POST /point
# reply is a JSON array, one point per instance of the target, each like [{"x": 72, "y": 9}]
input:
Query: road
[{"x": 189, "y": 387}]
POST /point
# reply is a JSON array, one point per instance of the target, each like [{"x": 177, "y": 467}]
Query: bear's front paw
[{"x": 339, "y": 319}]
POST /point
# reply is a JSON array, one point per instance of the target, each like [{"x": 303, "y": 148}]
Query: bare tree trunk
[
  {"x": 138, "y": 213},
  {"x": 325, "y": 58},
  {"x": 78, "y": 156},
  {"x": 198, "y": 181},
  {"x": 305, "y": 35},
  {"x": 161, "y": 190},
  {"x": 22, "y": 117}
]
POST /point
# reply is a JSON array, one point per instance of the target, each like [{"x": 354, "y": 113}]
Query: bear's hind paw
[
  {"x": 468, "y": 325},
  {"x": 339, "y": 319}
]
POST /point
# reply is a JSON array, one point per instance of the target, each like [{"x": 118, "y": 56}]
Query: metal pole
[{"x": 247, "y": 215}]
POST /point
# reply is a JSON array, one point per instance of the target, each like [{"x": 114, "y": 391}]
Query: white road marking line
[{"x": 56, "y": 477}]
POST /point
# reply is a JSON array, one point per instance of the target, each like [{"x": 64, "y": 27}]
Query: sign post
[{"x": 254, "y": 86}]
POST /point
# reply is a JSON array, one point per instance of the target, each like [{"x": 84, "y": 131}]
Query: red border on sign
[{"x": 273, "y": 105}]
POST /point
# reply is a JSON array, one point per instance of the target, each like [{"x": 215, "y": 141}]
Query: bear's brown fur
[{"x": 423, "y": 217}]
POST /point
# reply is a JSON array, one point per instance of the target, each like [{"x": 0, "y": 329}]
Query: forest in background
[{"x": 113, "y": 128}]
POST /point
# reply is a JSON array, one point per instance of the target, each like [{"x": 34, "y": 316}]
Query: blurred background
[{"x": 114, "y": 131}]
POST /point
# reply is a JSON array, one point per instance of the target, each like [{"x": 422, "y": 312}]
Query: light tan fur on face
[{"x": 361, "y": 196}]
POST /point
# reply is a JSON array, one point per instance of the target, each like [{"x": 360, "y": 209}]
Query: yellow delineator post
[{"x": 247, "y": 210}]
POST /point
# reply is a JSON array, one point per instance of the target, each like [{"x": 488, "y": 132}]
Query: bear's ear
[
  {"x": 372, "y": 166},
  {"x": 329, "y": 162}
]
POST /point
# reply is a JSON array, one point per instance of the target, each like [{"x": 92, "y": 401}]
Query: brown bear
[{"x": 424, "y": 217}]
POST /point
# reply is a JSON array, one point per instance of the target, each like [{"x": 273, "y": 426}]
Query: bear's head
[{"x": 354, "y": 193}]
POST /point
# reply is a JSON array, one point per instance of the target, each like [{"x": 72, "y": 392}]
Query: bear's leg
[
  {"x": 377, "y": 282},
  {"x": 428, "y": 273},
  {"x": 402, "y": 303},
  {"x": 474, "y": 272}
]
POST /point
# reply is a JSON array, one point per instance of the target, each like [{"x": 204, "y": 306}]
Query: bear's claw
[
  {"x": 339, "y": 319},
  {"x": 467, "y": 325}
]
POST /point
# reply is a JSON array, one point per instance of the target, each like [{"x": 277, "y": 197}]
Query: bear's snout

-.-.-

Your assignment. Restate each of the entries above verbatim.

Solved exercise.
POST /point
# reply is a JSON array, one point per instance of the target, each like [{"x": 72, "y": 9}]
input:
Query: road
[{"x": 189, "y": 387}]
POST /point
# reply is a JSON array, one point per instance of the target, each like [{"x": 177, "y": 467}]
Query: bear's front paw
[{"x": 339, "y": 319}]
POST /point
# reply is a JSON array, one point per instance of the target, each like [{"x": 303, "y": 148}]
Query: bare tree trunk
[
  {"x": 138, "y": 213},
  {"x": 325, "y": 58},
  {"x": 78, "y": 156},
  {"x": 198, "y": 181},
  {"x": 305, "y": 35},
  {"x": 161, "y": 190},
  {"x": 22, "y": 117}
]
POST /point
# reply is a JSON array, one point per instance of the target, each like [{"x": 354, "y": 113}]
Query: bear's hind paw
[
  {"x": 468, "y": 325},
  {"x": 339, "y": 319}
]
POST /point
# reply is a JSON array, one point per instance of the target, each like [{"x": 118, "y": 56}]
Query: metal pole
[{"x": 247, "y": 215}]
POST /point
# reply is a JSON array, one point per instance of the target, each like [{"x": 114, "y": 391}]
Query: white road marking line
[{"x": 56, "y": 477}]
POST /point
# reply is a JSON array, one point per instance of the target, each like [{"x": 64, "y": 27}]
Query: sign post
[{"x": 254, "y": 86}]
POST /point
# reply is a JSON array, one point per instance of the target, each like [{"x": 84, "y": 131}]
Query: red border on sign
[{"x": 273, "y": 105}]
POST /point
# reply is a JSON array, one point per instance of the target, each like [{"x": 215, "y": 141}]
Query: bear's brown fur
[{"x": 423, "y": 217}]
POST /point
# reply is a JSON array, one point per instance of the target, each like [{"x": 0, "y": 329}]
Query: forest in background
[{"x": 113, "y": 128}]
POST /point
# reply is a JSON array, one point per instance of the target, each like [{"x": 34, "y": 316}]
Query: blurred background
[{"x": 114, "y": 131}]
POST /point
# reply is a JSON array, one point per instance of the target, each like [{"x": 422, "y": 312}]
Query: light tan fur on face
[{"x": 361, "y": 196}]
POST /point
# reply is a JSON array, one point per instance of the target, each like [{"x": 360, "y": 209}]
Query: yellow delineator post
[{"x": 247, "y": 210}]
POST /point
# reply is a JSON array, one point per instance of the target, each like [{"x": 488, "y": 132}]
Query: bear's ear
[
  {"x": 372, "y": 166},
  {"x": 329, "y": 162}
]
POST /point
# reply is a JSON array, one point per instance of the target, each like [{"x": 92, "y": 401}]
Query: brown bear
[{"x": 424, "y": 217}]
POST /point
# reply is a JSON array, one point per instance of the target, each like [{"x": 273, "y": 426}]
Query: bear's head
[{"x": 354, "y": 193}]
POST /point
# reply is a JSON array, one point per instance of the target, each like [{"x": 72, "y": 392}]
Query: bear's leg
[
  {"x": 377, "y": 282},
  {"x": 428, "y": 273},
  {"x": 402, "y": 303},
  {"x": 474, "y": 272}
]
POST /point
# reply is a JSON array, one point per instance of the target, each like [{"x": 204, "y": 306}]
Query: bear's claw
[
  {"x": 339, "y": 319},
  {"x": 467, "y": 325}
]
POST /point
# reply is a JSON array, one point per instance of the target, each like [{"x": 277, "y": 197}]
Query: bear's snout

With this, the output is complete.